*SOURCE MATERIAL*
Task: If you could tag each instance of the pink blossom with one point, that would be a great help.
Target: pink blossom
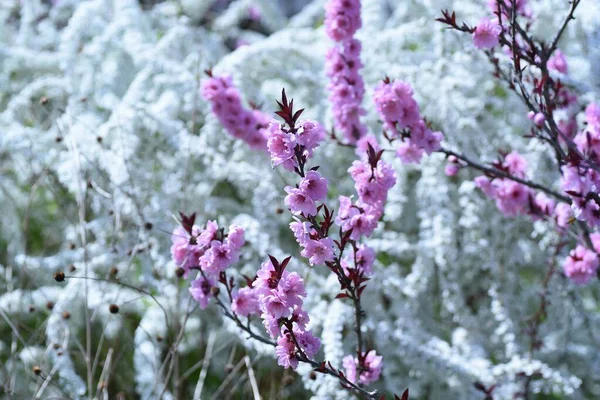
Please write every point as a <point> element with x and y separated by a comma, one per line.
<point>361,219</point>
<point>342,19</point>
<point>362,145</point>
<point>365,257</point>
<point>302,231</point>
<point>360,171</point>
<point>286,352</point>
<point>346,86</point>
<point>595,239</point>
<point>275,306</point>
<point>308,342</point>
<point>581,265</point>
<point>266,279</point>
<point>395,104</point>
<point>512,198</point>
<point>217,258</point>
<point>486,34</point>
<point>281,147</point>
<point>516,164</point>
<point>300,317</point>
<point>373,366</point>
<point>245,302</point>
<point>318,251</point>
<point>235,237</point>
<point>314,185</point>
<point>310,135</point>
<point>208,234</point>
<point>271,325</point>
<point>409,153</point>
<point>226,104</point>
<point>343,209</point>
<point>483,183</point>
<point>291,289</point>
<point>592,114</point>
<point>299,202</point>
<point>201,291</point>
<point>184,251</point>
<point>573,181</point>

*WHAT YOU ARE ASKED TO DO*
Transcribe the listing above line for line, from the first line to the line containing "Target: pink blossom", inclusive, with no other lines.

*SOLUTION FOR THIS EXERCISE*
Task: If you could tag each instance of the pink blossom with one point, that would be a great help.
Target: pink blossom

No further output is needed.